▸ **What is expected**
All lines from the one containing "identify the row" through the last line below must be duplicated exactly, with nothing outside that span.

Top of Data

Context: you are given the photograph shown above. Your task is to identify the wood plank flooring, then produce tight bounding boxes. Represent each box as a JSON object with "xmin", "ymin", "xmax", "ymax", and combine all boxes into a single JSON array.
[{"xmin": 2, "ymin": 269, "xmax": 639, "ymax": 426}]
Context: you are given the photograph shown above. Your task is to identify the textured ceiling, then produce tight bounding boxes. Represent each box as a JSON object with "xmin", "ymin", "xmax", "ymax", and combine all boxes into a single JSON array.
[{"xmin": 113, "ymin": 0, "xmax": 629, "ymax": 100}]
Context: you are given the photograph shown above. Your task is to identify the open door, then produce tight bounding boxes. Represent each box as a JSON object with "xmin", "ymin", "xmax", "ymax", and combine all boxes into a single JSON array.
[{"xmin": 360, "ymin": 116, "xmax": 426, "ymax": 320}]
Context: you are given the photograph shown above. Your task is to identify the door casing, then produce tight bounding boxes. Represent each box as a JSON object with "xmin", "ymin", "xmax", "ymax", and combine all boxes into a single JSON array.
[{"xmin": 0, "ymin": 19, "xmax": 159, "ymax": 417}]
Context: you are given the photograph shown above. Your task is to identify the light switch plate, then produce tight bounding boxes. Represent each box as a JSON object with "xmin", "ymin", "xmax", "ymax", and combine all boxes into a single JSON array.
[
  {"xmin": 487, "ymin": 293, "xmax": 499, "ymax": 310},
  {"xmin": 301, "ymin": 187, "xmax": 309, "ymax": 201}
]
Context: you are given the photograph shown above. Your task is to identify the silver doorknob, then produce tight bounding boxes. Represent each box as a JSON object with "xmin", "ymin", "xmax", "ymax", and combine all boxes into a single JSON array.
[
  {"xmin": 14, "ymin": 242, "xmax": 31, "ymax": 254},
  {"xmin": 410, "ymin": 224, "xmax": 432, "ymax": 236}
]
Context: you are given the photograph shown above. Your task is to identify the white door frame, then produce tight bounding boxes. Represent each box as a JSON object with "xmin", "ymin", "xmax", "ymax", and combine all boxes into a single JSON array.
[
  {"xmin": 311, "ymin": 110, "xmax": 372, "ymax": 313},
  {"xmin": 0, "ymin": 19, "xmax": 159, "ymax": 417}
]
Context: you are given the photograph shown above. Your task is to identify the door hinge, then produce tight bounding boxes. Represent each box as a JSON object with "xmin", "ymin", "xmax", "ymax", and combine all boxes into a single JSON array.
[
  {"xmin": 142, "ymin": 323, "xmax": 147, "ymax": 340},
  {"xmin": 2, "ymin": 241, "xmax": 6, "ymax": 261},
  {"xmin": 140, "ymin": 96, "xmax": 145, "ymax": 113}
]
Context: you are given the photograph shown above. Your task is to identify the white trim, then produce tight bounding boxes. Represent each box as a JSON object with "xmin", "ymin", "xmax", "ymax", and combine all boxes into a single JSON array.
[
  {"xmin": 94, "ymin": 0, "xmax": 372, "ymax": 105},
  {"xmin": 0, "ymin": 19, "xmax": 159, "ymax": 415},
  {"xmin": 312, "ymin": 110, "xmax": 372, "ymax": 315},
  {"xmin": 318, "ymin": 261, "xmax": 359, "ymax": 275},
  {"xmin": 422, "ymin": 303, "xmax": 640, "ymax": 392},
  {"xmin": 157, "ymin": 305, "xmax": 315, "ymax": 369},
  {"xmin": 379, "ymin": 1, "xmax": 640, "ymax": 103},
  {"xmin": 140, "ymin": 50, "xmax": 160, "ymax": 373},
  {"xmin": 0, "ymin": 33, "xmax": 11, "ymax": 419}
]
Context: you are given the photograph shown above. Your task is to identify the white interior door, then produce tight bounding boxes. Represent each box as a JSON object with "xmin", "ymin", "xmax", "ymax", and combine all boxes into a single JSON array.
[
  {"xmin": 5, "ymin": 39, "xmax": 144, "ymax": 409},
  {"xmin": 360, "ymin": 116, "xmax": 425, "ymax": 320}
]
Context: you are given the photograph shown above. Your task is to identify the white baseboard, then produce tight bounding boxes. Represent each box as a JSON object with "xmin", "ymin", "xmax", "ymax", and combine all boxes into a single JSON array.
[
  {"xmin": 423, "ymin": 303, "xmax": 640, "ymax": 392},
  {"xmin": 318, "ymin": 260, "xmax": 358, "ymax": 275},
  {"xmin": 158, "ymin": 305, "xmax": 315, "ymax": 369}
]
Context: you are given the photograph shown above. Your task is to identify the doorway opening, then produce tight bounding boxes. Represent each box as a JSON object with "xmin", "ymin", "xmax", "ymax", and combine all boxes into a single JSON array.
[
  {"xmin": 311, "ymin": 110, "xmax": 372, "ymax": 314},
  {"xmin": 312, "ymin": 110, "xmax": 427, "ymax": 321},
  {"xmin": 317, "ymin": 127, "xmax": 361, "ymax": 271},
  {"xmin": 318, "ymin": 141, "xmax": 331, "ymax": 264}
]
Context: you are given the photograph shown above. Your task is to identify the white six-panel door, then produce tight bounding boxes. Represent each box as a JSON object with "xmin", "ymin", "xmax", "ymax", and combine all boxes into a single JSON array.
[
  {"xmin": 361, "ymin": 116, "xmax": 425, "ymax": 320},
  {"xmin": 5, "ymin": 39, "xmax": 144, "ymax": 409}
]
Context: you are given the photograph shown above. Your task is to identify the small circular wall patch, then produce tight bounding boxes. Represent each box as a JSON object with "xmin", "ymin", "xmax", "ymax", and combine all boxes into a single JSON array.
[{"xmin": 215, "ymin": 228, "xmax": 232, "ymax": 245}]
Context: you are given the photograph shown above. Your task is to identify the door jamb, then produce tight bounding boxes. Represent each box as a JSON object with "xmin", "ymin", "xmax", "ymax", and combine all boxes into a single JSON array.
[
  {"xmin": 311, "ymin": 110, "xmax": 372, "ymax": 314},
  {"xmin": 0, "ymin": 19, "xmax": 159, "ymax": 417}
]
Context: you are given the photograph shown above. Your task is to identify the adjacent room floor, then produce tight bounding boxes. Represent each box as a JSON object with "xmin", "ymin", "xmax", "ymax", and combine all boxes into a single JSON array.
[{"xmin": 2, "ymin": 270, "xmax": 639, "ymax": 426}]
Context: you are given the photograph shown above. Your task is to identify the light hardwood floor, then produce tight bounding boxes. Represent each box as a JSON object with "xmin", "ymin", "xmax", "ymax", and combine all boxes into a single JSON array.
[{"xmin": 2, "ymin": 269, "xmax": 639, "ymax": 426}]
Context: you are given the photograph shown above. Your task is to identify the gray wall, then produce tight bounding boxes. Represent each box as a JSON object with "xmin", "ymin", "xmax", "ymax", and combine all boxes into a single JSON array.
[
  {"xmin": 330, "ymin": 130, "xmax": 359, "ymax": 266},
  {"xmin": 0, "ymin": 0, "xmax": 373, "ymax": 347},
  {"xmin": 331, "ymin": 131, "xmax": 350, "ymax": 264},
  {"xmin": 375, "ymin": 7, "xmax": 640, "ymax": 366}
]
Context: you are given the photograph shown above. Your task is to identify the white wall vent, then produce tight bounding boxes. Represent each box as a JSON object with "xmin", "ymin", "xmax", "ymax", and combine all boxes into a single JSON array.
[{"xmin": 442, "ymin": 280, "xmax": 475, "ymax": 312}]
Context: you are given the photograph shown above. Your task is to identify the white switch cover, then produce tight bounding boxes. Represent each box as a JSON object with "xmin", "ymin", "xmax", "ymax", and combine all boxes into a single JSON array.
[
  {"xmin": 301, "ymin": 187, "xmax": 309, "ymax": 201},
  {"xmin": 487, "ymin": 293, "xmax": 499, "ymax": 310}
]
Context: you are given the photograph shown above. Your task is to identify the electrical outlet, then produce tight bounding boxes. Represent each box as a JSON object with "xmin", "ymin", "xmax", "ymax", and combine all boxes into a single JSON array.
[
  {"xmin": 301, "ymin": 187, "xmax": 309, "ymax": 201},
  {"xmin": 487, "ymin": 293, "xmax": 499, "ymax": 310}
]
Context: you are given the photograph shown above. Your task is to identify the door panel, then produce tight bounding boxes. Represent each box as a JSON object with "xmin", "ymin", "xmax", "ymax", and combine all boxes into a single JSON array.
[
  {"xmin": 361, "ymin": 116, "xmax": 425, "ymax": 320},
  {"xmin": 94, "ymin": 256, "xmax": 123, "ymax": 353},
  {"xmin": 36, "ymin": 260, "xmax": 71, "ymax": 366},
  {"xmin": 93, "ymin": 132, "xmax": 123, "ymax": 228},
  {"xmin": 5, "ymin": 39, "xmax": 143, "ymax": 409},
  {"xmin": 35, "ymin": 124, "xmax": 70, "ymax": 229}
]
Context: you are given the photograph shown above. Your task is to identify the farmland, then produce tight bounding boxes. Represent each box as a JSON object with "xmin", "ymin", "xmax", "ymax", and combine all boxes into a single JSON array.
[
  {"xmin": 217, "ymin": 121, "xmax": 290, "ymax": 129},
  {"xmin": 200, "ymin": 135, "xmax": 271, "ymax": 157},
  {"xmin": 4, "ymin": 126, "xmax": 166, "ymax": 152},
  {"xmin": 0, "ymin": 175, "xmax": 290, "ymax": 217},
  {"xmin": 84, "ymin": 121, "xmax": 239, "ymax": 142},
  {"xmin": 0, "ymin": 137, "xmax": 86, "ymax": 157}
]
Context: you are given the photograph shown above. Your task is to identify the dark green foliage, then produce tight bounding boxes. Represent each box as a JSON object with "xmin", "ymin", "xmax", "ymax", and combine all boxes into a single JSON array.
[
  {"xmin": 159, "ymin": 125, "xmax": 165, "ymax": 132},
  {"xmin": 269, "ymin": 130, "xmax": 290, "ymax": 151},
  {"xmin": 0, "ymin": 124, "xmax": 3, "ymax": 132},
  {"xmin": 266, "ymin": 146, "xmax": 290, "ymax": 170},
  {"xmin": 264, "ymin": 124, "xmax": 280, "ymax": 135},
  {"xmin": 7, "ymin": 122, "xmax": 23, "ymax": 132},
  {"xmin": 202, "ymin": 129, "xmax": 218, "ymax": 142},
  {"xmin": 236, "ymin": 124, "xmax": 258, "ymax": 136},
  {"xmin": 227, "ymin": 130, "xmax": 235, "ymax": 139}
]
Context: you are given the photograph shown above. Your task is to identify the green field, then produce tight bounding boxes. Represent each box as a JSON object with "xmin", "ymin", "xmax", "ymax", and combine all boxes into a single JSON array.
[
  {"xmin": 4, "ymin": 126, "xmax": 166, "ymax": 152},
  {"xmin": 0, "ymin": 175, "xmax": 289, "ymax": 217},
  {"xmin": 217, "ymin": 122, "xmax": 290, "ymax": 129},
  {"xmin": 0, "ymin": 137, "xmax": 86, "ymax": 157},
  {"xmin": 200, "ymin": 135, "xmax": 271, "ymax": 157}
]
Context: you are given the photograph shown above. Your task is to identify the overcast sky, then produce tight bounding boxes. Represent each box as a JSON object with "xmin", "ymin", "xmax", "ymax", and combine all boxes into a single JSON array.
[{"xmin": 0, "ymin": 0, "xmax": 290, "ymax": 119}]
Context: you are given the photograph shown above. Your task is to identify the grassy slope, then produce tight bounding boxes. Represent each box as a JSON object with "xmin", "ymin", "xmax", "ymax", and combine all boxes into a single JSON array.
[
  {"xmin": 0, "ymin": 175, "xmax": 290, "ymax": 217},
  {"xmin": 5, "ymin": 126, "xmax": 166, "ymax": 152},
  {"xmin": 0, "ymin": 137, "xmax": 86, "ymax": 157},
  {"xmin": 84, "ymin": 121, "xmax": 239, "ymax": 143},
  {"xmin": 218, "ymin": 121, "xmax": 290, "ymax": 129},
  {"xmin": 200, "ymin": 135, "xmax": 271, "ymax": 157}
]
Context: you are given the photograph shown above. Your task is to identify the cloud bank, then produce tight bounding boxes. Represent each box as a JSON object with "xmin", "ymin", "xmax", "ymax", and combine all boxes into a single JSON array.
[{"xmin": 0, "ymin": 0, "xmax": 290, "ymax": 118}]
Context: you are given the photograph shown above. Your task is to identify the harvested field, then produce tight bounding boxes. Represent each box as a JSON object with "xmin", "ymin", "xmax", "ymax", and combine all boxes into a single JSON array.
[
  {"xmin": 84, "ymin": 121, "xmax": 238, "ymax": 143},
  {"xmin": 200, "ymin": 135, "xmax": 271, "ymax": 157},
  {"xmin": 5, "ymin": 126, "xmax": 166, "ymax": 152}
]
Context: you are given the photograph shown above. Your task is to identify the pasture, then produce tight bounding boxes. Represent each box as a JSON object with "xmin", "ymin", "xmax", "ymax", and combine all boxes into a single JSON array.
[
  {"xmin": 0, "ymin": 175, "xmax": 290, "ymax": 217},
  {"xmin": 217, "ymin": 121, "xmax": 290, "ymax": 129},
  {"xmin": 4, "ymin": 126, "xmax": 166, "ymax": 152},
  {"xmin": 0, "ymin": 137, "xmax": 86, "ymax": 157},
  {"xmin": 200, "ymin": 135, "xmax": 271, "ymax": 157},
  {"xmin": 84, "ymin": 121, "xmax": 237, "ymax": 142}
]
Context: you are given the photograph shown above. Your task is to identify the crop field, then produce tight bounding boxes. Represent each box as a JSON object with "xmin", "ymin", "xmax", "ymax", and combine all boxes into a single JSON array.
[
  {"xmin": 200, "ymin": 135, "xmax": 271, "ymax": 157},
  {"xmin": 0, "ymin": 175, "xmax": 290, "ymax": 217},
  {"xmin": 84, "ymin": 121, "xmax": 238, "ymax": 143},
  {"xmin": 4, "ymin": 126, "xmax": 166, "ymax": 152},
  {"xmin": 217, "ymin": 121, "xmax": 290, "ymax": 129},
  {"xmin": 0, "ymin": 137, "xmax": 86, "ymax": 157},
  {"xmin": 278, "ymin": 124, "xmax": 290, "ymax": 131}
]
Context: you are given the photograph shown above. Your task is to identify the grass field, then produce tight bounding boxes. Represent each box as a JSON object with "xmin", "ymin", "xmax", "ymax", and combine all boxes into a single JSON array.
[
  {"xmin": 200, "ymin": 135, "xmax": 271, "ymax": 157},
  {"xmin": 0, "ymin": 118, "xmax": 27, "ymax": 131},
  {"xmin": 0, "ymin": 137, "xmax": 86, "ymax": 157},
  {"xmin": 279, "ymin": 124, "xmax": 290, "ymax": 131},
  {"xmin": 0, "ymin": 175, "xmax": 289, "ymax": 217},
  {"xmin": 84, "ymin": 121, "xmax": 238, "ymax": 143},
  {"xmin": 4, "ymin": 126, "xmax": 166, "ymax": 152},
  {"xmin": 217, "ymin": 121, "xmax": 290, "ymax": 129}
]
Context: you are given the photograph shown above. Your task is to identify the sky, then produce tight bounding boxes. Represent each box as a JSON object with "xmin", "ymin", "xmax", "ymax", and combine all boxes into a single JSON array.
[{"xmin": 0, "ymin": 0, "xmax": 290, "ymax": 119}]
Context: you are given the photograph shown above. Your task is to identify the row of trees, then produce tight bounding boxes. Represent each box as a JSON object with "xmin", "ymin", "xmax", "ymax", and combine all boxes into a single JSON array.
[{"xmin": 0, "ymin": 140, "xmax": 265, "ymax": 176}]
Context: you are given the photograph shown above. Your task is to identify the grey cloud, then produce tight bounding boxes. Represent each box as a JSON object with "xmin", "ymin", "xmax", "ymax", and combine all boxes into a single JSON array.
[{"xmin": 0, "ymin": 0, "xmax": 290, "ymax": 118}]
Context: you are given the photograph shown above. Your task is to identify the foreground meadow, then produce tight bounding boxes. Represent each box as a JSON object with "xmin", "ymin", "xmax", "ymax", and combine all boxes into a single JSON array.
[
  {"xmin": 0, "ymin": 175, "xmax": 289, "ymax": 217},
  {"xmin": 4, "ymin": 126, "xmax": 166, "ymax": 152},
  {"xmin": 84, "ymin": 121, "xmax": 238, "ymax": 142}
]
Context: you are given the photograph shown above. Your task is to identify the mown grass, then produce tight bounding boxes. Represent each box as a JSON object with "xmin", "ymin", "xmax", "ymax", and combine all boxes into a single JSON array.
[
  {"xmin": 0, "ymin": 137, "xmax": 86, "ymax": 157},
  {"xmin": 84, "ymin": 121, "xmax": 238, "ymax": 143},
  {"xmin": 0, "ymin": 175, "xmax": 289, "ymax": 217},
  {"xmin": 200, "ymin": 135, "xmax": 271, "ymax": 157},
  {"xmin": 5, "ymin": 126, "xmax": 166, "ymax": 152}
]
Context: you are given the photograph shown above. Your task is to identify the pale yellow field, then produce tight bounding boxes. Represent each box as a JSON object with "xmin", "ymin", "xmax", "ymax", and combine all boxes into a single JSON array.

Bottom of Data

▸ **Written solution**
Context: you are given the photograph shown above. Your task is to identify the row of trees, then produce tight bounding boxes. Represent each box as a JSON object with "xmin", "ymin", "xmax", "ymax", and combine all boxes into a single JSON array.
[{"xmin": 0, "ymin": 140, "xmax": 265, "ymax": 176}]
Context: you are given the photograph shown above. Your task is to identify the grey cloud, then produce tight bounding boxes. Represent each box as a JSON object with "xmin", "ymin", "xmax", "ymax", and combine all boxes into a single JSON array.
[{"xmin": 0, "ymin": 0, "xmax": 290, "ymax": 118}]
Context: you are given the photograph shown above. Your task is to identify the foreground meadow, then produce tight bounding boxes. Represent each box as a JSON object with "xmin", "ymin", "xmax", "ymax", and combine all boxes into a single JSON array.
[
  {"xmin": 0, "ymin": 175, "xmax": 289, "ymax": 217},
  {"xmin": 4, "ymin": 126, "xmax": 166, "ymax": 152},
  {"xmin": 84, "ymin": 121, "xmax": 238, "ymax": 142}
]
Context: you are given the photograph shown above. Your task is to identify the mown grass, then produce tight bounding boxes. Represent each box as a JSON object with "xmin", "ymin", "xmax", "ymax", and combine all boxes into a single JSON array.
[
  {"xmin": 0, "ymin": 137, "xmax": 86, "ymax": 157},
  {"xmin": 84, "ymin": 121, "xmax": 238, "ymax": 143},
  {"xmin": 0, "ymin": 175, "xmax": 289, "ymax": 217},
  {"xmin": 200, "ymin": 135, "xmax": 271, "ymax": 157},
  {"xmin": 5, "ymin": 126, "xmax": 166, "ymax": 152}
]
Context: you are given the photograph shown above. Your task is to identify the pale yellow field, then produce tight bounding boxes. Represent each box as a JSON object with "xmin", "ymin", "xmax", "ymax", and combine all boxes into a single JSON array.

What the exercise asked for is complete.